▶ **Work request 1**
Please reproduce the part of the Lisa Heaton interview that opens with the words containing "As part of Outdoor" and closes with "of outdoors person.".
▶ **Work request 2**
Continue the Lisa Heaton interview from the point where it stops.

[[ Excerpted text open ]]

As part of Outdoor Project's Women In the Wild series this summer, I have had the honor of working with outdoor women from all over the industry to dig a bit deeper into who they are, how they got to where they are now, how they approach the outdoors, and more. These women are all rad in their own right, regardless of where they come from, what they look like, or how "badass" they might be. Whether they're mothers, daughters, sisters, professional athletes, beginners, weekend warriors, "instafamous," or anywhere in-between, their unique stories, journeys, opinions, and perspectives are incredibly valuable and insightful as Outdoor Project - and the industry as a whole - progresses and evolves to become more inclusive to every type of outdoors person. 

Through in-depth and often thought-provoking interviews, I hope to highlight these women's stories, their work, their adventures, and so much more with an eye toward giving them their well-deserved share of the spotlight while inspiring and empowering even more women to get outside!

In this feature we talk to Lisa Heaton.

Photo by T. James.

OP: Give us the skinny on who Lisa Heaton is.

Lisa Heaton: I am a manager at a transportation company by day and a self-proclaimed nature advocate/admirer for all other remaining hours outside of the office life. I am a humble new founder of a company that I recently started, QC Pollution Solution (QCPS), where I have infinite goals of cleaning up our planet and finding new purposes for the plastic and trash that I find spoiling the Earth. I love the outdoors and all of the creatures that roam on it, so I tend to spend most of my days in the wilderness or the vast majority of my time wishing I was outside when I’m unable to be there! Currently I am embarking on a quest to pick up trash in every state in the United States; I will have 17 states covered for the year of 2018. The goal is to gather at least two bags of trash per trip (one bag per hand) or more to spread the word to inspire others to be "Down with pollution – thumbs up to being part of the solution." This journey allows me to not only be outdoors exploring our stunning Earth, but it also allows me to do my part to make a difference during this pollution crisis we are dealing with worldwide.

[[ Excerpted text closed ]]
[[ Study material open ]]

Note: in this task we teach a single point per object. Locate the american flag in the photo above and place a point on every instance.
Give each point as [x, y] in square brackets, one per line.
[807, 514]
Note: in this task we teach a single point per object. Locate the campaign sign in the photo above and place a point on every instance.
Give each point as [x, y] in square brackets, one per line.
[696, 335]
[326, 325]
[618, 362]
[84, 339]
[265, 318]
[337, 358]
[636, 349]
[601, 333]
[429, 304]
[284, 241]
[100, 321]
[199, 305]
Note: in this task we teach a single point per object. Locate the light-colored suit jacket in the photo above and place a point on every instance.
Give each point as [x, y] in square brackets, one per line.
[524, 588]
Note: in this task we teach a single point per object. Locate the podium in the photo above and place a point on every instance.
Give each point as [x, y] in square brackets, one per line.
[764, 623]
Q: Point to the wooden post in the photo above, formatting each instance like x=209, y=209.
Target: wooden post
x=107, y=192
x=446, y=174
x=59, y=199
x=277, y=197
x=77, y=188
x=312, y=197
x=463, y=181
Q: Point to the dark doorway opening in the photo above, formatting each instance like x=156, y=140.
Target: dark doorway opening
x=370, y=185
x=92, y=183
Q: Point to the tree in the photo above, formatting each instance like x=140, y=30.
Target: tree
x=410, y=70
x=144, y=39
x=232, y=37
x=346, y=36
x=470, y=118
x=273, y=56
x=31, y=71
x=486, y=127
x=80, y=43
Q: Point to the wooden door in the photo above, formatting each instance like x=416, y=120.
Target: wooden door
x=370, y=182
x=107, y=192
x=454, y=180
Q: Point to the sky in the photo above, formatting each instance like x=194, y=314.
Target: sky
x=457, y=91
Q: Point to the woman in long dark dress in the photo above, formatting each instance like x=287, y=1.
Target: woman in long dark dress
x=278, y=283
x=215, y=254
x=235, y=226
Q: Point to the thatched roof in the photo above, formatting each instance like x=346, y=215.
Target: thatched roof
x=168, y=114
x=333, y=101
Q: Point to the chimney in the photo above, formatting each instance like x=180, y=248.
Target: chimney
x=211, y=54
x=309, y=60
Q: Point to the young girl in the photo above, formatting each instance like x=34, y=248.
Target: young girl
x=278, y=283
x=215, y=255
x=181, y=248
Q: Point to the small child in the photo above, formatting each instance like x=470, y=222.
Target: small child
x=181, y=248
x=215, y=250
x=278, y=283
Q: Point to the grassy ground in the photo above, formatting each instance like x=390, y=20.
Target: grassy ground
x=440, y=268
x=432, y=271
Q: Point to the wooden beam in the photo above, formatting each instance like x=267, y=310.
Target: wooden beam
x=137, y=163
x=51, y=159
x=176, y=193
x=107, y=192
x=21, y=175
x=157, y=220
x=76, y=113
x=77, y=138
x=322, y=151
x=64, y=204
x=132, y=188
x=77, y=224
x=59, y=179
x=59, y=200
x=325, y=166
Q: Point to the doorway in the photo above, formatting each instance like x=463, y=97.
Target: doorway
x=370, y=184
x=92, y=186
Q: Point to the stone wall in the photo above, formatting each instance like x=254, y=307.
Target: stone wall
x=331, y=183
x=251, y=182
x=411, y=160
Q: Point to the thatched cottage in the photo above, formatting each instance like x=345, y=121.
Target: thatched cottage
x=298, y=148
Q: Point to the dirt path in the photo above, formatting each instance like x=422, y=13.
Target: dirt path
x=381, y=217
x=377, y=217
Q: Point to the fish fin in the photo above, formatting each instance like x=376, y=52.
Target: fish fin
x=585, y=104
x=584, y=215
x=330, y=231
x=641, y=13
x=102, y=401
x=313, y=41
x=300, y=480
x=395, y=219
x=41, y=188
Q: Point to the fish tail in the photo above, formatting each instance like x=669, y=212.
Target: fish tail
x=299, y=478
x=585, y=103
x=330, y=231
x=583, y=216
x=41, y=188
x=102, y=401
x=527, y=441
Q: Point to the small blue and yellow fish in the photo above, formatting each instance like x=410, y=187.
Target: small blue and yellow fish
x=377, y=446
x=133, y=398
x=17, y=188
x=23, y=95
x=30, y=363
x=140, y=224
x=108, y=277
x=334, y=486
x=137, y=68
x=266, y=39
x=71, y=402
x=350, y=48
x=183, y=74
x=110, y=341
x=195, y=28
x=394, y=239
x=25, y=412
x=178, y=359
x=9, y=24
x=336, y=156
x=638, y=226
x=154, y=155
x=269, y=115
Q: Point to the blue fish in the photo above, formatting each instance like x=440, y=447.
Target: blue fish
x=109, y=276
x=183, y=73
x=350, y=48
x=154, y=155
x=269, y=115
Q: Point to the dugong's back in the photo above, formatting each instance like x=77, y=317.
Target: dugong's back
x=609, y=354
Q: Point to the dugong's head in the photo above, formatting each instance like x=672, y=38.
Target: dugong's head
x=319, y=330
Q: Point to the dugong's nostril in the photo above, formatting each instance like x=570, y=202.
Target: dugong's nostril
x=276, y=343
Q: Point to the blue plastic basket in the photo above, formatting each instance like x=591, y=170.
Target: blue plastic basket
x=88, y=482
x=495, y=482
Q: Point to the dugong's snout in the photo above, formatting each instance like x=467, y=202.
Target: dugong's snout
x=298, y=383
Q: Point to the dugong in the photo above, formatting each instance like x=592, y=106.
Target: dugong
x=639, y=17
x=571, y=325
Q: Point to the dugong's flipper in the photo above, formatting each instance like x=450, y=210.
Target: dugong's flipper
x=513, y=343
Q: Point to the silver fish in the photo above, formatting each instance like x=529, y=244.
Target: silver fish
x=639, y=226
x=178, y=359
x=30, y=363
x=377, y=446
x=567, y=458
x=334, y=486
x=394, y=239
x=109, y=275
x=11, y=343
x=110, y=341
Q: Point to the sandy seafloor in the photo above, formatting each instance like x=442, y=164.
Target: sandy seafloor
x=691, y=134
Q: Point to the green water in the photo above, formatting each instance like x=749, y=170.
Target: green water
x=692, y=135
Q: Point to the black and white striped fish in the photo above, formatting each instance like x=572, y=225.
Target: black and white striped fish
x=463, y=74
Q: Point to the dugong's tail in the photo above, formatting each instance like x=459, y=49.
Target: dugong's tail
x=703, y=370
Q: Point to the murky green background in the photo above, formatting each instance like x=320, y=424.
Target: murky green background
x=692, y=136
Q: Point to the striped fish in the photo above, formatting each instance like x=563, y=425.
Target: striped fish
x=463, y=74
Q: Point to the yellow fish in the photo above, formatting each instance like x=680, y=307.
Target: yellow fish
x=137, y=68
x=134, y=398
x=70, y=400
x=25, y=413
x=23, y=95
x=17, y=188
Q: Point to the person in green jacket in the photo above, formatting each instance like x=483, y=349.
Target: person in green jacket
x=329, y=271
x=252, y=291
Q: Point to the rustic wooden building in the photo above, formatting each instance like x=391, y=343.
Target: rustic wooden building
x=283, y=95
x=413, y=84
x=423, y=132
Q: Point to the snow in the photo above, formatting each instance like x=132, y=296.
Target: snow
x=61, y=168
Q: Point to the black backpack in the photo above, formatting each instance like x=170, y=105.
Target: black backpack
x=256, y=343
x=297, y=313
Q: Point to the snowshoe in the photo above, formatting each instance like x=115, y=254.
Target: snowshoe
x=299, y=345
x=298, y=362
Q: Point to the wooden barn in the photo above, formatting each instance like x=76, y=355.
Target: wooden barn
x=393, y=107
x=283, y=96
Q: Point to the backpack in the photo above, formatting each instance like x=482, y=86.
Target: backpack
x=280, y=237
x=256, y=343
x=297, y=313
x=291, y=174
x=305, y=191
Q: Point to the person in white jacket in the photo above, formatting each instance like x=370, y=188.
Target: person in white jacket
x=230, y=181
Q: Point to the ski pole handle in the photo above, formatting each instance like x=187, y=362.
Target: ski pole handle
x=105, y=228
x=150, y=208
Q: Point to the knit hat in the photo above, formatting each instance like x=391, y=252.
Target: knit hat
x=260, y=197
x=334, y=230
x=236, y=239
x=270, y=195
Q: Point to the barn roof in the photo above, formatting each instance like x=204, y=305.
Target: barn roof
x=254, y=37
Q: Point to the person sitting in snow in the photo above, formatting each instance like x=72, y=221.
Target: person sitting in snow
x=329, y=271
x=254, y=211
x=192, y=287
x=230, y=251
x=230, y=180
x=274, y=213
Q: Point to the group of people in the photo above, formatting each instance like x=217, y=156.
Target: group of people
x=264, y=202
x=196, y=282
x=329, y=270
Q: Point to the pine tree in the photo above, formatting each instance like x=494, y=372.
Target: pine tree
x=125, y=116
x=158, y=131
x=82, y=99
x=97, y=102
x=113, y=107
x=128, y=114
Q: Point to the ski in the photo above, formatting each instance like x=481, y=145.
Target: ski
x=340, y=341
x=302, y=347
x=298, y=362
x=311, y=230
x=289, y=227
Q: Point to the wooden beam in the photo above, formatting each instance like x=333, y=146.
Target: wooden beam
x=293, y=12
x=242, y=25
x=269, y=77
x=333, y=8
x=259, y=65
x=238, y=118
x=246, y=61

[[ Study material closed ]]

▶ **Answer section 1**
As part of Outdoor Project's Women In the Wild series this summer, I have had the honor of working with outdoor women from all over the industry to dig a bit deeper into who they are, how they got to where they are now, how they approach the outdoors, and more. These women are all rad in their own right, regardless of where they come from, what they look like, or how "badass" they might be. Whether they're mothers, daughters, sisters, professional athletes, beginners, weekend warriors, "instafamous," or anywhere in-between, their unique stories, journeys, opinions, and perspectives are incredibly valuable and insightful as Outdoor Project - and the industry as a whole - progresses and evolves to become more inclusive to every type of outdoors person.

▶ **Answer section 2**
OP: When did you first know that you were going to spend your life in the outdoors?

Lisa Heaton: Long before I can even remember! Although I was too young to recall the beginning of my love affair with the outdoors, I have limitless pictures and stories told by family members revealing my early feelings toward nature, animals, and getting my hands dirty. When it got to the point where elevations relentlessly tempted me, I found myself wanting to climb anything and everything possible. I would always chase (and still do) the feeling of being raised higher than ground level to catch a view like I am “on top of the world.” It was at that point early on in life when I knew that the outdoor life was meant for me. 

OP: What does it mean to you to be a woman in the outdoor industry? 

Lisa Heaton: Being a woman in the outdoor industry means that there are no rules or limitations. It shows that we can reach for the stars and once we get there, we can continue powering our way through to the next galaxy. Even though we as woman may enjoy getting dressed up on occasion to have a nice night out on the town, we are also diverse. We can go out into the wilderness to get a little dirt under our nails and see the world from a different view. I think the outdoors is and should be meant for everyone, as anyone can find what truly calls to them when accompanied by the calming silence of nature.  

OP: What has the outdoors done for you, and how do you pay it back?

Lisa Heaton: The outdoors has given me the true feeling of peace, relaxation and adventure! Every tree, every organism, and every living thing has a history or a story to tell. I truly find it mesmerizing to look around and see the beauty with every step I take! With my true loves being animals and nature, I find it disheartening to see the damage we are causing to both sides with our litter crisis and abuse of plastic articles. I enjoy viewing the outdoors the way it should be – 100% natural! It pains me to see that our furry creatures are forced to live in our filth, so I’ve made it a personal goal to travel all around the U.S. to pick up trash in state parks, streams, streets, or anywhere that I possibly can. Also, on leisure hikes I always bring my basket and picker to gather any trash that I can find on or off the trials. With one of my many goals revolving around my cleanup efforts while exploring, I can only hope that I can someday come close to repaying the outdoors. I have a deep passion to protect our animals and the breathtaking beauties this Earth holds, so I will continue moving forward with my journey to spread awareness and hopefully encourage others to do their part as well.

OP: Conservation and protection of our public lands are central themes in today’s outdoor recreation narrative. As someone who spends a significant amount of time outdoors and on public lands, what role do you think outdoor enthusiasts should play in this evolving conversation and landscape?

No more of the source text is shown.